PASSAGE -
——
The 10 Best LGBT Scenes From the 2011-2012 TV Season

It may not be news when two men kiss romantically on ABC primetime any more, but it’s hardly commonplace — the only thing “Modern Family” odd couple Mitchell and Cameron can stand less than each other is PDA. We’ve already shared our thoughts about television’s most influential LGBT characters in honor of Pride Month, but it also seemed worth taking a closer look at this past season on the small screen. Here are ten of the richest, funniest, most passionate scenes of gay and lesbian characters from the past year of TV.

10. Neal Coming Out to Lily: “Whitney,” “G-Word”
——
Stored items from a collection
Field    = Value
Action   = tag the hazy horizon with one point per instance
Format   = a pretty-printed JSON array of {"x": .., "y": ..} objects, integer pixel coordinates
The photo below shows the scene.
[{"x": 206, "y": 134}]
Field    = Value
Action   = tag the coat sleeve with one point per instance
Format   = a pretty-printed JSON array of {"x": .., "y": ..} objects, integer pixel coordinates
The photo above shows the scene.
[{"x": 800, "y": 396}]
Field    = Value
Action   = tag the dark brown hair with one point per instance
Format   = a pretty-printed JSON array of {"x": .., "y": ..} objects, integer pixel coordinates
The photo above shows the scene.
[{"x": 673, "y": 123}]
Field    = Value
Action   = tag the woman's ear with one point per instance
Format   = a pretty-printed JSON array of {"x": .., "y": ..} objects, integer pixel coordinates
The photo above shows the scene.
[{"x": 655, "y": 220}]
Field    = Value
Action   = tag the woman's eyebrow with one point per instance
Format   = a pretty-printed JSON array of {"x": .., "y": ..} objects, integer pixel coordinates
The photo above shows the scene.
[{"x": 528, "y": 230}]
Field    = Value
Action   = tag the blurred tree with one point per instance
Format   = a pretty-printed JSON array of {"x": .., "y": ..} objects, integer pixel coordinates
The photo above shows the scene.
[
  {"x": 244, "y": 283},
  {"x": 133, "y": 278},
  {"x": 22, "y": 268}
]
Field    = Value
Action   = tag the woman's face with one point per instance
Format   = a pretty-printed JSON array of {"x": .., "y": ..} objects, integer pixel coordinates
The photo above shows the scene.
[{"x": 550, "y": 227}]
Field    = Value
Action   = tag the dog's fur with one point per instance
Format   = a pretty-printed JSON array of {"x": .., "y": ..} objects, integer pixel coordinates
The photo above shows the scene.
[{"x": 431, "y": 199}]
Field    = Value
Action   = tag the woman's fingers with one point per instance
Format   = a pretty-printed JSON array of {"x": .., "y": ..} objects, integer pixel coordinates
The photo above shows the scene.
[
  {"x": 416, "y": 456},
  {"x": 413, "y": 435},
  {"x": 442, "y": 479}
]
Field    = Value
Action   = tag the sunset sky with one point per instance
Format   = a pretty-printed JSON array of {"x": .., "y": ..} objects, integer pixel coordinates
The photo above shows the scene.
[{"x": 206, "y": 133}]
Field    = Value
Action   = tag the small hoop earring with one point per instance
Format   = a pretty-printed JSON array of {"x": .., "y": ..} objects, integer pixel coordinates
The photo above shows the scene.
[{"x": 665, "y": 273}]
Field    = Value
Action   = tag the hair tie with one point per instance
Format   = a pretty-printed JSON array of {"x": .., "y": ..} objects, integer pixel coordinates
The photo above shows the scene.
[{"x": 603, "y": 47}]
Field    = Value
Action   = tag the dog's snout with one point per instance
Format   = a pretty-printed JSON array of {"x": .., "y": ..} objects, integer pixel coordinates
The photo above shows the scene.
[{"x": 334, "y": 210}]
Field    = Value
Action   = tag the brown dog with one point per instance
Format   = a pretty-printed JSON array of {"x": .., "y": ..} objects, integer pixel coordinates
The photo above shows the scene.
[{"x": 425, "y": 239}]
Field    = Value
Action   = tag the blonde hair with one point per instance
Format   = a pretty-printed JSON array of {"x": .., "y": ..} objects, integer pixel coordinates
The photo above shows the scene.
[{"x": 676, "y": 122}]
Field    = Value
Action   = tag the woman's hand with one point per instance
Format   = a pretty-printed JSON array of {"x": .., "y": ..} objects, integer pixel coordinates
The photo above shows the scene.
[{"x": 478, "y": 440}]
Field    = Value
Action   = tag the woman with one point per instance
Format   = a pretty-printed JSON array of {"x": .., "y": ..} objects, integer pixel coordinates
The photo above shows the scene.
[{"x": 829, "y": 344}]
——
LIST OF TASKS -
1) In the article on the best LGBT TV scenes, which two characters are called the "Modern Family" odd couple?
2) Resume the article on the best LGBT TV scenes right after its last line.

ANSWERS GIVEN -
1) Mitchell and Cameron.

2)
For a show whose comedy is awfully fixated on traditional gender roles, “Whitney” actually manages a warm, classical coming-out episode when Whitney (Whitney Cummings) discovers Neal (Maulik Pancholy) on a date with another man. There’s nothing new here except maybe for Neal being bisexual rather than homosexual, but despite a savior mentality that has Whitney guide him through the coming- out process, it’s still a moderately special episode. The anxiety is palpable thanks to Maulik Pancholy’s dazed expression as he finally comes out to his ex-fiancee Lily (Zoe Lister Jones), but, true to the episode’s counselor-pamphlet narrative, she’s supportive. Lily’s the first one to accept that he doesn’t need to label anything. Where narcissistic TV girlfriend tradition asks, “Did I make him gay?” Lily says instead, “Your sexuality’s fluid.” The story may be a complete hand-me-down, but it’s still a useful one.

9. Pierce’s Gay Bash: “Community,” “Advanced Gay”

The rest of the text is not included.